## [WHAT THIS TASK INVOLVES]
Rewrite the data below, replacing "tightest possible" with "smallest possible" everywhere and keeping everything else the same. Leave the pictures out of your answer.

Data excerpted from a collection
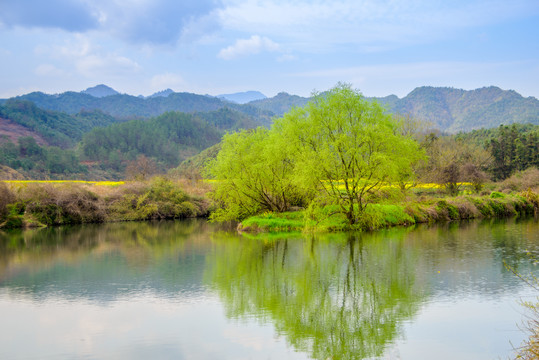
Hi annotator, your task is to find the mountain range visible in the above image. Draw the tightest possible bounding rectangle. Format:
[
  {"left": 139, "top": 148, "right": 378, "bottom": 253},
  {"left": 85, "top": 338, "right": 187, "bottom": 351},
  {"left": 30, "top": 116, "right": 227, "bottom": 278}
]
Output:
[{"left": 0, "top": 85, "right": 539, "bottom": 133}]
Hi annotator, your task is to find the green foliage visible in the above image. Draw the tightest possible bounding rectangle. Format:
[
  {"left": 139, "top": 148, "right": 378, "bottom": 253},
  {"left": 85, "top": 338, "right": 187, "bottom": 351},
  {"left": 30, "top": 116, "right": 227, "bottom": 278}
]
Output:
[
  {"left": 108, "top": 176, "right": 205, "bottom": 221},
  {"left": 207, "top": 128, "right": 301, "bottom": 221},
  {"left": 278, "top": 84, "right": 424, "bottom": 225},
  {"left": 0, "top": 100, "right": 118, "bottom": 148},
  {"left": 239, "top": 211, "right": 304, "bottom": 232},
  {"left": 488, "top": 125, "right": 539, "bottom": 180},
  {"left": 0, "top": 137, "right": 87, "bottom": 179},
  {"left": 80, "top": 112, "right": 221, "bottom": 168}
]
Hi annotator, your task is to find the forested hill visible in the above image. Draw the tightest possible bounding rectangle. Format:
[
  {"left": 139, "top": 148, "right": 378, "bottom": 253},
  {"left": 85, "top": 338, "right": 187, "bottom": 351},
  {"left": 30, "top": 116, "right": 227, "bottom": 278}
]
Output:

## [COMPLETE OUTPUT]
Hi annotator, your task is to find the mountain range visible in the above image. Draw the smallest possible bounding rectangle. Format:
[
  {"left": 139, "top": 148, "right": 378, "bottom": 253},
  {"left": 85, "top": 338, "right": 187, "bottom": 351},
  {"left": 30, "top": 116, "right": 227, "bottom": 278}
]
Output:
[{"left": 0, "top": 85, "right": 539, "bottom": 133}]
Hi annotator, your task is to find the green foliage visible in the above image. Draw the smallest possible bounding rectangle. Format:
[
  {"left": 139, "top": 148, "right": 378, "bottom": 253},
  {"left": 85, "top": 338, "right": 187, "bottom": 351},
  {"left": 30, "top": 116, "right": 227, "bottom": 278}
]
Output:
[
  {"left": 108, "top": 176, "right": 205, "bottom": 221},
  {"left": 207, "top": 128, "right": 301, "bottom": 221},
  {"left": 278, "top": 84, "right": 424, "bottom": 225},
  {"left": 0, "top": 100, "right": 118, "bottom": 148},
  {"left": 239, "top": 211, "right": 304, "bottom": 232},
  {"left": 488, "top": 125, "right": 539, "bottom": 180},
  {"left": 0, "top": 137, "right": 87, "bottom": 179},
  {"left": 80, "top": 112, "right": 221, "bottom": 168}
]
Hi annotator, your task is to find the forested hill visible in the above image. Draw the smallest possible bounding rectangle. Format:
[
  {"left": 139, "top": 148, "right": 378, "bottom": 253},
  {"left": 85, "top": 338, "right": 187, "bottom": 351},
  {"left": 30, "top": 116, "right": 227, "bottom": 278}
]
Output:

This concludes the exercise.